# [Texte cité]
——————————
Le soutien de l’UE mené de concert avec les autorités marocaines cible quatre secteurs d’intervention: la consolidation de l’indépendance du pouvoir judiciaire,  le renforcement  de l’accès au droit et à la justice, de la protection judiciaire des droits et des libertés, l’amélioration de l’efficience et de l’efficacité de la justice, et, de manière complémentaire et coordonnée, la modernisation de l’administration pénitentiaire et les politiques de réinsertion sociale des détenus(es).

La bonne gouvernance est le pilier d’une administration qui fonctionne bien. Le Maroc dans sa volonté de réforme a mis l’accent sur la séparation entre les pouvoirs exécutifs et judiciaires en créant récemment deux nouvelles institutions indépendantes du ministère de la Justice: le Conseil supérieur du pouvoir judiciaire et la présidence du ministère public.

La création de ces deux institutions est une avancée très importante pour le Maroc afin de renforcer l’indépendance des magistrats, du pouvoir judiciaire et des procureurs vis-à-vis du pouvoir politique. Ce changement institutionnel n’est pas encore nécessairement perceptible par les justiciables, mais il introduit pourtant de nouvelles garanties d’indépendance constitutionnelle fondamentales.

Dans le cadre de ce programme, nous travaillons aussi avec les autorités marocaines sur des réformes concrètes et avons atteint des résultats tangibles pour faciliter l’accès au fonds d’entraide familiale destiné aux femmes vulnérables et leurs enfants, renforcer les capacités des magistrats en accompagnant la réforme de leur enseignement, réduire les délais d’exécution des décisions de justice, et pour renforcer l’efficacité.

«La justice est l’une des clés essentielles pour fortifier le climat des affaires, promouvoir la liberté d’entreprendre et protégrer l’entreprise», avait notamment souligné la lettre royale adressée aux participants de la 2e Conférence internationale de la justice qui s’est tenue les 21 et 22 octobre derniers à Marrakech (Ph. L’Economiste)

Renforcer les capacités des institutions et des individus qui les font fonctionner

Un de nos instruments les plus efficaces pour partager nos bonnes pratiques européennes tout en s’inspirant de l’Acquis communautaire est le jumelage institutionnel que nous utilisons actuellement entre l’Institut supérieur de la magistrature et trois écoles européennes de la magistrature. Ce jumelage, que nous clôturons aujourd’hui, a bénéficié de l’expertise européenne pour accompagner la réforme de l’Institut en termes de gouvernance, de formation et de communication. Un autre jumelage, en cours, avec le Conseil supérieur du pouvoir judiciaire vise à renforcer ses capacités institutionnelles managériales et organisationnelles. Dans le même esprit, un prochain jumelage est prévu avec la présidence du ministère public. Une assistance technique est également déployée auprès des 3 institutions judiciaires du Royaume pour travailler sur nombre de domaines visant à renforcer les capacités des institutions et des individus qui les font fonctionner.
——————————
# [Extraits d'enregistrements]
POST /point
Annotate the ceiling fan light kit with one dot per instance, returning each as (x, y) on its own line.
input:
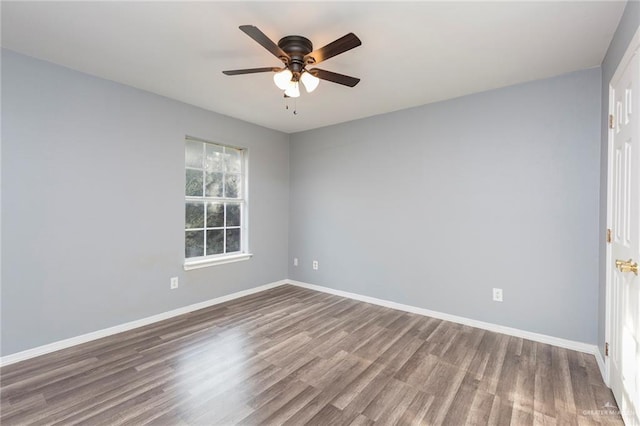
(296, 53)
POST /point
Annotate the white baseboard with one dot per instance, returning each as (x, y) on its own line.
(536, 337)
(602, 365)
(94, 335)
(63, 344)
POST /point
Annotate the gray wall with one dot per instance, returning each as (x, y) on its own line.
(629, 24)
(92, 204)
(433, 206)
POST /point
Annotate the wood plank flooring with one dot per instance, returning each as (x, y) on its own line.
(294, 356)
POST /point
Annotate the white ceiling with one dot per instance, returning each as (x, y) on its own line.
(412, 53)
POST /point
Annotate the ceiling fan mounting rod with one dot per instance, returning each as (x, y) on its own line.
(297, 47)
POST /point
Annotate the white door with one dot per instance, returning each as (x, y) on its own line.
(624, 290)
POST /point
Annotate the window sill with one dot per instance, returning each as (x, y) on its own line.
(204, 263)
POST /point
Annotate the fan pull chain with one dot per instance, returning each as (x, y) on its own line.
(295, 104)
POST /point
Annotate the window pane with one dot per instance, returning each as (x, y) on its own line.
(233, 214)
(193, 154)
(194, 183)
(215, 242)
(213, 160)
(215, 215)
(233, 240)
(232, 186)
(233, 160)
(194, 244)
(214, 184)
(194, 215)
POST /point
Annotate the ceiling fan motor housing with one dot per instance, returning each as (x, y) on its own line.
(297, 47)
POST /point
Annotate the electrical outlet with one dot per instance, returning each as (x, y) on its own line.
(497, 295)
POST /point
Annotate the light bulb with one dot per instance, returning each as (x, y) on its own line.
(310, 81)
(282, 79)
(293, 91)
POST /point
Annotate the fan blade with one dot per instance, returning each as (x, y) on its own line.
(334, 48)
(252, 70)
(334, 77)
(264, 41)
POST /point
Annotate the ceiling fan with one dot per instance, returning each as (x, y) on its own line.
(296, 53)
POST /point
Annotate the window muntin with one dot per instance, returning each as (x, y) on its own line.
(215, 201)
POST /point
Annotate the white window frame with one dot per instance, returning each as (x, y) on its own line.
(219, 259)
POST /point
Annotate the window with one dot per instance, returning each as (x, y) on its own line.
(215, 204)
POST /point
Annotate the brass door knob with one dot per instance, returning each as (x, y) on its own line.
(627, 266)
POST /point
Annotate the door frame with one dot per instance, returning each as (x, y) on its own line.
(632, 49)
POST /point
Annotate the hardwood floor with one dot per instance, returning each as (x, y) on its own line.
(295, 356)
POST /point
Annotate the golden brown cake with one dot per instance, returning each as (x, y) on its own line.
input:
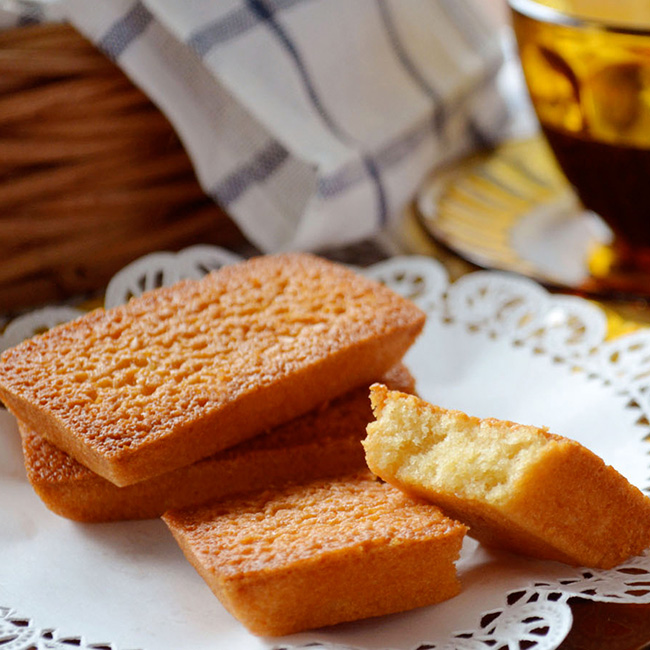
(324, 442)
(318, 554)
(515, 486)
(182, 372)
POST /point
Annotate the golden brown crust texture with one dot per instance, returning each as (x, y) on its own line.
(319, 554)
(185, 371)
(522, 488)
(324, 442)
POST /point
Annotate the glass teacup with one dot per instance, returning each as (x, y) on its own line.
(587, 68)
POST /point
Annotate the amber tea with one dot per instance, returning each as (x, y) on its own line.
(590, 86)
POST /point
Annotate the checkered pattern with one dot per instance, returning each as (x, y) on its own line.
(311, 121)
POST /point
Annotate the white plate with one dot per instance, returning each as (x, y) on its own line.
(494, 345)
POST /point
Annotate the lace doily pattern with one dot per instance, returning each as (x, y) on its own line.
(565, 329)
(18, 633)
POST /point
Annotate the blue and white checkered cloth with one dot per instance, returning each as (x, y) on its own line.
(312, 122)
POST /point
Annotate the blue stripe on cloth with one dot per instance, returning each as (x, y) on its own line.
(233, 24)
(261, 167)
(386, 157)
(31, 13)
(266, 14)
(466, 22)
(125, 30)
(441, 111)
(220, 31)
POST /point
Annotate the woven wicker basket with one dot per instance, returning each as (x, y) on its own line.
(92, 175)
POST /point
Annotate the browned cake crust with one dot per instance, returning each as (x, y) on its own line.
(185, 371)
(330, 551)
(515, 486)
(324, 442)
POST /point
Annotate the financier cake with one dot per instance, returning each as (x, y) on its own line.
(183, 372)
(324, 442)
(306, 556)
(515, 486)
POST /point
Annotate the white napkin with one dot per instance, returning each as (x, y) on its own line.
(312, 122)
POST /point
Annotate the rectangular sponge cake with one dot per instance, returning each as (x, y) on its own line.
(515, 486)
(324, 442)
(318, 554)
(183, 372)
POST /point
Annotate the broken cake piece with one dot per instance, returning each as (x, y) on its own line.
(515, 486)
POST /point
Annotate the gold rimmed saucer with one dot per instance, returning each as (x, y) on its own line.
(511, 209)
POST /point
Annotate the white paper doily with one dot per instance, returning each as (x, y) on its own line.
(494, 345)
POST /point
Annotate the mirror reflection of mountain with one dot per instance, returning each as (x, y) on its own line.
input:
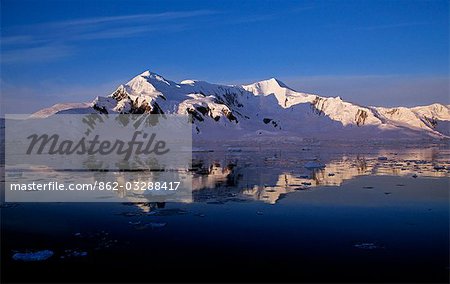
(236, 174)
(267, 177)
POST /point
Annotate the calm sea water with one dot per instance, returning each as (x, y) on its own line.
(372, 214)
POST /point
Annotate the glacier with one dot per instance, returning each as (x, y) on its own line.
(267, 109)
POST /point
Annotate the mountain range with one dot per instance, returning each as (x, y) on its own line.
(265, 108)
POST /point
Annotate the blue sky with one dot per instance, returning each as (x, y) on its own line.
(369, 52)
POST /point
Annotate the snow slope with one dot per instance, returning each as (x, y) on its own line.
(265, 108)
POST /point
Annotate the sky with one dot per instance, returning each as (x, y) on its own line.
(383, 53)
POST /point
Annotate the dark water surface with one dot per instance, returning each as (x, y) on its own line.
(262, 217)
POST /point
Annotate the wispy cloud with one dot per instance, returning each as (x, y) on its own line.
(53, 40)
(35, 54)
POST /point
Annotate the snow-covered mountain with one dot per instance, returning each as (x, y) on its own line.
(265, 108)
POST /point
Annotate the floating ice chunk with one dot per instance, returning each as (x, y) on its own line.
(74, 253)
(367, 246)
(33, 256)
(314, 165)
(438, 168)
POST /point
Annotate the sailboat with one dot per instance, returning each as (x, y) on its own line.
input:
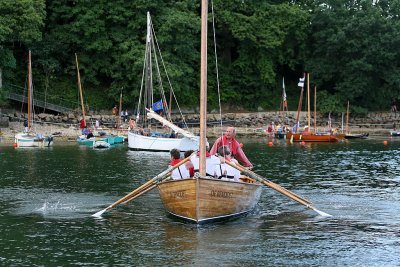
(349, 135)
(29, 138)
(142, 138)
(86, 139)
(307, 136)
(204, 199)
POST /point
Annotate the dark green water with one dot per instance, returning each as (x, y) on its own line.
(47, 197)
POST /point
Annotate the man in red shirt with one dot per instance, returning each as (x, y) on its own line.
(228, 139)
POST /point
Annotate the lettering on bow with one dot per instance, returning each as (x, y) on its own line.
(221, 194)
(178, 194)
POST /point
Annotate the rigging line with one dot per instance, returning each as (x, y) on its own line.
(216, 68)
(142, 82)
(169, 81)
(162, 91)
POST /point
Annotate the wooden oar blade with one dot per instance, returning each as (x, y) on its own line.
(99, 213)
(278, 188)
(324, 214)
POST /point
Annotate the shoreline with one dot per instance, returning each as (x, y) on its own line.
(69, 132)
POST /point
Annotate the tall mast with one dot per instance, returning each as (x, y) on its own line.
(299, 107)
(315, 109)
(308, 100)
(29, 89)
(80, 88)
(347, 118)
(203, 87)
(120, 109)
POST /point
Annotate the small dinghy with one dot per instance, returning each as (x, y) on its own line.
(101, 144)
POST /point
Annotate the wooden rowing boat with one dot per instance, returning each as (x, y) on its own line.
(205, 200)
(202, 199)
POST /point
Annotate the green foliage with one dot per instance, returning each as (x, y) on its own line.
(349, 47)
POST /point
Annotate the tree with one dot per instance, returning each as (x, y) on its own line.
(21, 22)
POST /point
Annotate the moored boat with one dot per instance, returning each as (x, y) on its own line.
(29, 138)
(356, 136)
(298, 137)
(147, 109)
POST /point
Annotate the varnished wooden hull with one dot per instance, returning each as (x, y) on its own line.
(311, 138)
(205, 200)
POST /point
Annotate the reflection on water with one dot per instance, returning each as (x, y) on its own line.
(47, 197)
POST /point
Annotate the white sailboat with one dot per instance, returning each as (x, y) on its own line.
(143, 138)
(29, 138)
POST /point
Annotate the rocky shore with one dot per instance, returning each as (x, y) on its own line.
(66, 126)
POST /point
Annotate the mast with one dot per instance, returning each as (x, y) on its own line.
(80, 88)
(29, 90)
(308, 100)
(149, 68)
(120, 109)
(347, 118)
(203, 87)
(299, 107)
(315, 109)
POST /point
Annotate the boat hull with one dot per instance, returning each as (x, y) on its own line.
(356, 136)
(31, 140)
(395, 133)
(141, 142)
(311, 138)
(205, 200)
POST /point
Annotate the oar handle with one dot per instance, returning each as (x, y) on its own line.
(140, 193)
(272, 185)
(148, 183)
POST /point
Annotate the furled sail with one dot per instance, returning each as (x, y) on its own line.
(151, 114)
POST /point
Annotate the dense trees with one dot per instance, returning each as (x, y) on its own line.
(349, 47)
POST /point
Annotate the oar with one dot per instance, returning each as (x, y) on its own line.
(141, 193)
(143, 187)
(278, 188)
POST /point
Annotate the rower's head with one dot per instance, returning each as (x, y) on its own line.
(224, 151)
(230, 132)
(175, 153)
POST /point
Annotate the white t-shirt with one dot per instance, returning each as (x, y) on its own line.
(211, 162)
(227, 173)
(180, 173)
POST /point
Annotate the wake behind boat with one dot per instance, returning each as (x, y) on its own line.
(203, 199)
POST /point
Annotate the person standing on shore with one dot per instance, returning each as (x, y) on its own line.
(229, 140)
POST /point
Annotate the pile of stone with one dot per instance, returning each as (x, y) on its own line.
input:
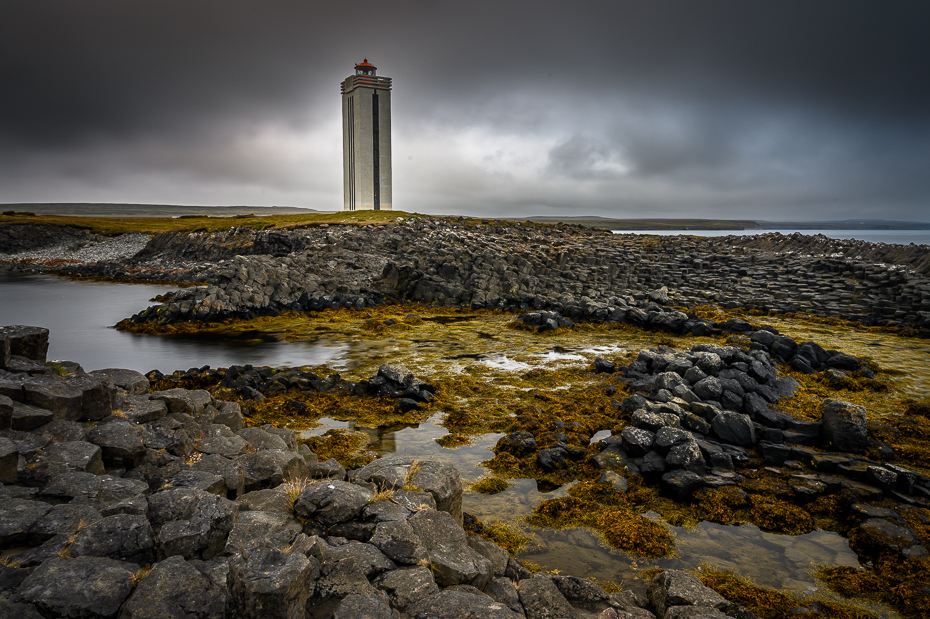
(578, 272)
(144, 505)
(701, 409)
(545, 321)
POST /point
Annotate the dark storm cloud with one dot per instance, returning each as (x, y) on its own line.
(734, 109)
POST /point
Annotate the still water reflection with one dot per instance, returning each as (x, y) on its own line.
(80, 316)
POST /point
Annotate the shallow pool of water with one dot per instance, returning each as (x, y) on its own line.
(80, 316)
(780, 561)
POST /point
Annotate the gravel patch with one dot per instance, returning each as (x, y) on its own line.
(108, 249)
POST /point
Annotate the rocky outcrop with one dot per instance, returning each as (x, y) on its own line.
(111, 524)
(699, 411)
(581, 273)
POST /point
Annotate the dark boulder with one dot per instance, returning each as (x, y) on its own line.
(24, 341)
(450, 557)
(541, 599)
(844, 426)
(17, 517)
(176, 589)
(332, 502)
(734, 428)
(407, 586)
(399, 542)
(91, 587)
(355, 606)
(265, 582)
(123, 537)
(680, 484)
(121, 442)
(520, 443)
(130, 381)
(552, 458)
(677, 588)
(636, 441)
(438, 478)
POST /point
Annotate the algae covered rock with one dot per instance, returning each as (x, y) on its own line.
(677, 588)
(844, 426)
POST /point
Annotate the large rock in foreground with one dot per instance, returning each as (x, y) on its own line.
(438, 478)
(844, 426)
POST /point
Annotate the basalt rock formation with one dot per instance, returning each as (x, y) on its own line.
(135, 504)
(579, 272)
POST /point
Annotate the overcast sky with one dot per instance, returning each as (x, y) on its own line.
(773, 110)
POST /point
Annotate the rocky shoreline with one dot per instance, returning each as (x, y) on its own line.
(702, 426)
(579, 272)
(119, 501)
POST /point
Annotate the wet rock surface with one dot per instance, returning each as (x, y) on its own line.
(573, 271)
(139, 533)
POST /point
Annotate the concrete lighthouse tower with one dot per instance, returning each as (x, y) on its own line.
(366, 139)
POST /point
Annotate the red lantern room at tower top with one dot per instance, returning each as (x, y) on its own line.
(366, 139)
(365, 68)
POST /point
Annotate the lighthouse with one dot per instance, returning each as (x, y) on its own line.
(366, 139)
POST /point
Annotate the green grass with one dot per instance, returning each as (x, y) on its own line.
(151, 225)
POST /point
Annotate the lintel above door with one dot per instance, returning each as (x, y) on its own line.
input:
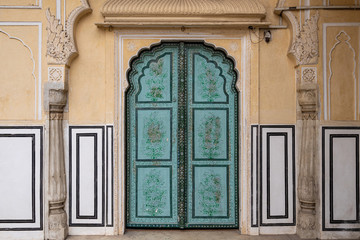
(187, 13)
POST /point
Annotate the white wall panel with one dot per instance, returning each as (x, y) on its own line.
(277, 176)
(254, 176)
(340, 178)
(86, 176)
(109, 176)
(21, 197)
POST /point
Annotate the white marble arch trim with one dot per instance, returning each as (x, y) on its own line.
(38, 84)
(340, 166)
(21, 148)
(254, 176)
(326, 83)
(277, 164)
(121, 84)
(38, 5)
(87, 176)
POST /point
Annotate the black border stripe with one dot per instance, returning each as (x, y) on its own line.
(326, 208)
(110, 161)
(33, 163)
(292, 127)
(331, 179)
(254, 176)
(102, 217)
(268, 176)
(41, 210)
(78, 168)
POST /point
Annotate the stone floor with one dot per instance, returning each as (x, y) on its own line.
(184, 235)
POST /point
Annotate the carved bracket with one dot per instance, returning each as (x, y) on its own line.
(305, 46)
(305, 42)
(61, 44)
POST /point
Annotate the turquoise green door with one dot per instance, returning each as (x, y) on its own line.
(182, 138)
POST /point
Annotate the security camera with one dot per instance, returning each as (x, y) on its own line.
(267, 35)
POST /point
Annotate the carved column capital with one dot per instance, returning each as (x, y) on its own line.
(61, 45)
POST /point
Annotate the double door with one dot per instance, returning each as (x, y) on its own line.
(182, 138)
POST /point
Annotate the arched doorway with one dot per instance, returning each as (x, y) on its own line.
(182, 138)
——————————
# [Consigne A]
Répondez à ces questions sur le texte consacré à la réforme de la justice au Maroc :
(i) Quelles sont les deux institutions indépendantes du ministère de la Justice que le Maroc a créées récemment ?
(ii) Avec combien d'écoles européennes de la magistrature l'Institut supérieur de la magistrature est-il jumelé ?
(iii) Dans quelle ville et à quelles dates s'est tenue la 2e Conférence internationale de la justice ?
# [Consigne B]
Poursuivez, s'il vous plaît, le texte consacré à la réforme de la justice au Maroc, en reprenant juste après sa dernière phrase.

# [Réponse attendue A]
(i) Le Conseil supérieur du pouvoir judiciaire et la présidence du ministère public.
(ii) Trois.
(iii) À Marrakech, les 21 et 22 octobre.

# [Réponse attendue B]
La justice fait intervenir plusieurs acteurs: l’Institution mais aussi les justiciables. La citoyenne ou le citoyen doivent se sentir protégés, écoutés, pris en considération par leur justice. La justice sera plus crédible si elle est rendue avant tout compréhensible pour les citoyens et si elle apporte des solutions perçues comme justes en temps utile aux problèmes quotidiens qu’ils rencontrent.

La justice touche à tous les segments de la société. Elle concerne également les investisseurs qui, pour se développer, doivent pouvoir trouver dans les pays qui les reçoivent un environnement juridique propice à la bonne marche de leurs affaires. La 2e Conférence internationale de la justice des 21 et 22 octobre derniers à Marrakech, à laquelle nous avons participé, a d’ailleurs mis l’accent sur le lien entre Justice et Investissement: en effet, une justice efficace et indépendante ne peut que rassurer les investisseurs potentiels et les inciter à s’établir durablement au Maroc, en devenant un moteur de croissance et de création d’emplois.

Avec un encours de plus de 18 milliards d’euros d’investissements directs européens au Royaume, les entreprises européennes sont très sensibles aux thématiques de la réforme de la justice commerciale et de l’amélioration du climat des affaires.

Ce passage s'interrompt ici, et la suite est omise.